:: WHAT IS ASKED ::
**a.** Edit the article on head-mounted displays from "While it gets" and going on through "to the masses.", replacing "media attention" with "press coverage" and leaving everything else as it is.
**b.** Pick up the article on head-mounted displays after its last sentence and keep writing it.

:: DOCUMENT TEXT ::
----

While it gets all the media attention, Google Glass isn’t the only head-mounted display available to consumers and businesses. Between Glass, the Oculus Rift and the newly introduced CastAR from Technical Illusions, the rush is already on to bring headgear to the masses.

Glass takes the approach of adding a single small screen above one’s eye, allowing for an overlay of reality. The Oculus Rift is a set of virtual-reality goggles we were all promised back in the 1990s. The CastAR is a bit like VR goggles turned inside out: It’s a set of glasses with two projectors embedded in the front, allowing images to be projected onto surfaces in front of the user.

Behind all of these new devices is a single concept: augmented reality. In the world of smartphone apps, AR has been used mainly as a supplement to maps and as a marketing tool (as in the Stella Artois app that helps you find bars serving their beer). Although there are many AR apps available for both Android and iOS, AR is still an emerging field, and head-mounted displays will only accelerate the innovation.

----

:: GIVEN INFORMATION ::
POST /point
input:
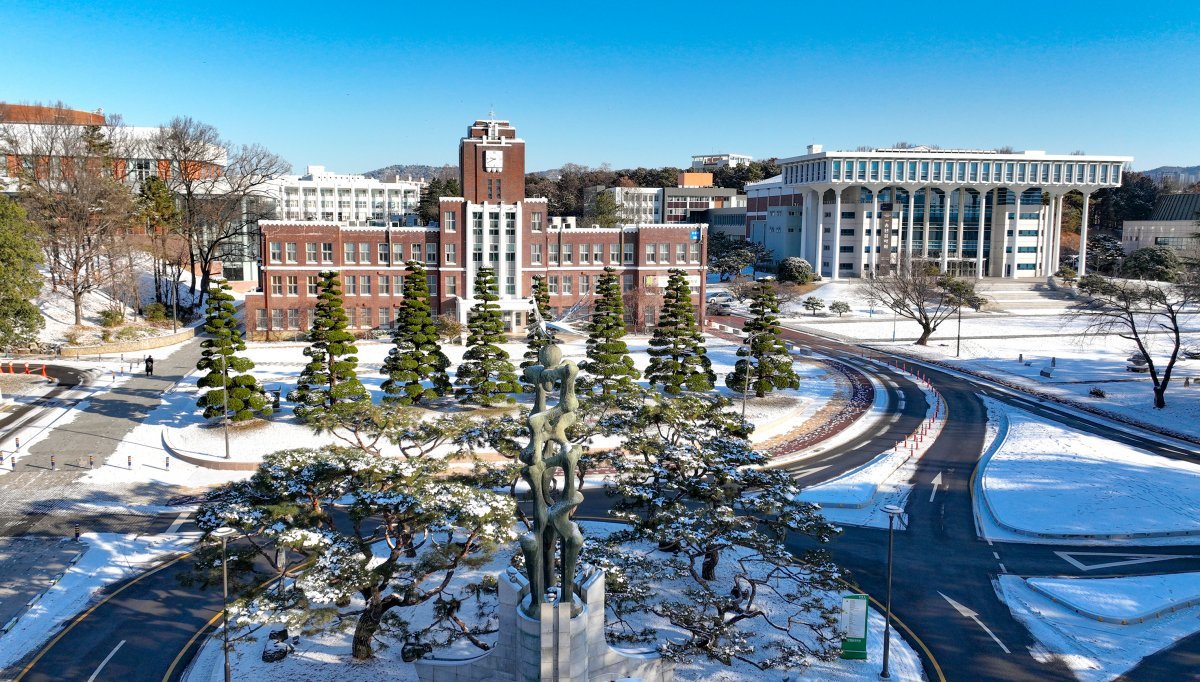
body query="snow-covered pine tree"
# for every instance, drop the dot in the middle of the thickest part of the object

----

:: OUTPUTS BY TASK ::
**a.**
While it gets all the press coverage, Google Glass isn’t the only head-mounted display available to consumers and businesses. Between Glass, the Oculus Rift and the newly introduced CastAR from Technical Illusions, the rush is already on to bring headgear to the masses.

**b.**
Imagine a phone technician sitting in front of a street-side punch-down box of phone lines. Instead of reading labels or tracing lines, a projection of names for each punch-down could be displayed right on the surface of the box. Imagine a facial-recognition app that helped you remember people’s names. Or an app to tour a hotel room via VR walkthrough.

Curiosities? Yes. Consumer-focused? For the most part, yes. However, AR doesn’t have to be. The BYOD trend forced enterprises to deal with smartphones and tablets, and that pushed the companies into not only accepting those devices for e-mail, but also as valuable business tools.

While AR via headset isn’t anywhere near mainstream yet, it’s certainly about to pop into the view of the common person. When goggles become inexpensive, your organization will face a comparable BYOG situation. Look beyond the overhyped privacy issues. Turn goggles from an IT challenge into a business opportunity. These new technologies can be used to make your customers happier, your employees more productive, and ultimately, your organization more successful.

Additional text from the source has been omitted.